═══ Bloco de texto ═══

Não foi um denário que ajustaste comigo?
Leva o que é teu e segue o teu caminho.
Eu quero dar a este último tanto como a ti.
Não me será permitido fazer
o que quero do que é meu?

A parábola vai ao coração da mensagem de Jesus: o amor livre e gratuito do Pai e a forma de atuar das pessoas que se crêem justas perante Ele.
O texto apresenta, uma vez mais, o retrato de um Deus que é bondade e misericórdia. Sobressai o valor da justiça – paga-se o salário acordado - e o da bondade e da generosidade – dá-se mais que o esperado -.

Estão presentes esses valores na minha vida e na minha relação com os outros?   Não é um convite a “chegar tarde" ou a trabalhar menos, mas a evitar a tentação de projectar sobre Deus as nossas expectativas, os nossos cálculos e as nossas medidas.

Os caminhos e os planos de Deus são diferentes dos nossos e sempre surpreendentes (Primeira leitura).

Ou você está com inveja
porque sou generoso?»

A bondade de Deus transborda  a justiça.  Jesus mostra na sua vida a bondade e atuação de Deus.

Como se portou o dono da vinha com os últimos, assim se porta o Pai/Mãe com todos, sobretudo com as pessoas empobrecidas, excluídas, excomungadas, despejadas..
Exemplo e modelo para a nossa forma de atuar.

═══ Materiais fornecidos ═══

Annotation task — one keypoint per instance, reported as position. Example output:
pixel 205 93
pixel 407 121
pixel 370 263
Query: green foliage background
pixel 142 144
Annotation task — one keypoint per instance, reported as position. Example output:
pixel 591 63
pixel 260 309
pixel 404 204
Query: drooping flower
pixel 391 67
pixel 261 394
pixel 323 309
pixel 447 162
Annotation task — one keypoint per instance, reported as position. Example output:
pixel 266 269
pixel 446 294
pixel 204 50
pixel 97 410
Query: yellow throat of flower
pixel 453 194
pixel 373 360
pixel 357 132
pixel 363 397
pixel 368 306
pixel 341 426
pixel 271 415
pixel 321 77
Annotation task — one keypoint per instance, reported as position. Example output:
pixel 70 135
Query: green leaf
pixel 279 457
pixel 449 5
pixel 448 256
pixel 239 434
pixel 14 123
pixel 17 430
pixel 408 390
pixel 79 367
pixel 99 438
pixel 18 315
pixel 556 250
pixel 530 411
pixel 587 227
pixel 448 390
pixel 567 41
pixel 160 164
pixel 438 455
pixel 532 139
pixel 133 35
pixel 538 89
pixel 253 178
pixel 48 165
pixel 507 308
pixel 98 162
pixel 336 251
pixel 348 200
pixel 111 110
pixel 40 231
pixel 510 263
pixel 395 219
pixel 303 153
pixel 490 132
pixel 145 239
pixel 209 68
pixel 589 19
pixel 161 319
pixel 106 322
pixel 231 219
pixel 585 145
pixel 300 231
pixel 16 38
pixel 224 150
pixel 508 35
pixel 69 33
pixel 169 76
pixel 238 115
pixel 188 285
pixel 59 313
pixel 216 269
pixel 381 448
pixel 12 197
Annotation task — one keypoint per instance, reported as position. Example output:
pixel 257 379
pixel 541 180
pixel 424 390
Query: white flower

═══

● **Tarefas e exercícios**:
a) Coloque numa lista JSON de strings as linhas dos registos desde o início até à linha que contém "pixel 447 162", inclusive, com uma string por linha e sem as linhas em branco.
b) Escreva a continuação da reflexão sobre a parábola do dono da vinha, a partir da última frase apresentada.
O texto e os registos não têm qualquer relação entre si.

● **Em resposta**:
a)
[
  "Annotation task — one keypoint per instance, reported as position. Example output:",
  "pixel 205 93",
  "pixel 407 121",
  "pixel 370 263",
  "Query: green foliage background",
  "pixel 142 144",
  "Annotation task — one keypoint per instance, reported as position. Example output:",
  "pixel 591 63",
  "pixel 260 309",
  "pixel 404 204",
  "Query: drooping flower",
  "pixel 391 67",
  "pixel 261 394",
  "pixel 323 309",
  "pixel 447 162"
]

b)
Deus é bondade, pura gratuidade, pura graça mais além de todo o interesse, de toda a lei.  Ainda bem que não atua segundo os nossos méritos, nem segundo a nossa lógica, mas segundo a sua bondade.

Tento a pôr barreiras à generosidade e bondade de Deus?
Agradeço a bondade de Deus e contagio-a?
Sou propenso aos ciúmes e à inveja?
Penso que mereço mais prémio e recompensa que os outros?
Louvo e valorizo as ações e qualidades das pessoas?

Contra todas as aparências, só a bondade e a gratuidade podem mover o mundo.

Assim, os últimos serão os primeiros
e os primeiros serão os últimos.

Os últimos e os primeiros pode dar-nos uma pista da diferença entre as nossas maneiras de julgar e valorizar  e a maneira de julgar e valorizar de Deus.
É a mudança radical de situação que traz consigo a chegada do Reino, que propõe um novo modelo e sistema de relação e convivência humana, baseado, não no rendimento e na correspondente compensação, mas na gratuidade, na bondade e no amor.

A quem considero os últimos na sociedade, no meu círculo, nas igrejas?

Coincide com o critério e a atitude de Jesus?




A tua maneira

Saíste, Senhor, na madrugada da história a procurar obreiros para a tua vinha.
E deixaste a praça vazia – sem desemprego -, oferecendo a todos trabalho e vida
- salário, dignidade e justiça.
Saíste a meio da manhã, saíste ao meio dia e à primeira hora da tarde voltaste a percorrê-la.

Saíste, por fim, quando o sol declinava, e aos que ninguém tinha contratado levaste-os para a tua vinha, porque se te revolveram as entranhas vendo tanto trabalho na tua fazenda, vendo a  tantos desempregados que queriam trabalho
- salário, dignidade e justiça -
e estavam condenados todo o dia a não fazer nada.
Ao anoitecer cumpriste a tua palavra.

A todos deste salário digno e justo,
segundo o coração e as necessidades te ditavam.
Os que menos esperavam foram os primeiros a ver as suas mãos cheias;
e mesmo que alguns murmurassem, não mudaste a tua política evangélica.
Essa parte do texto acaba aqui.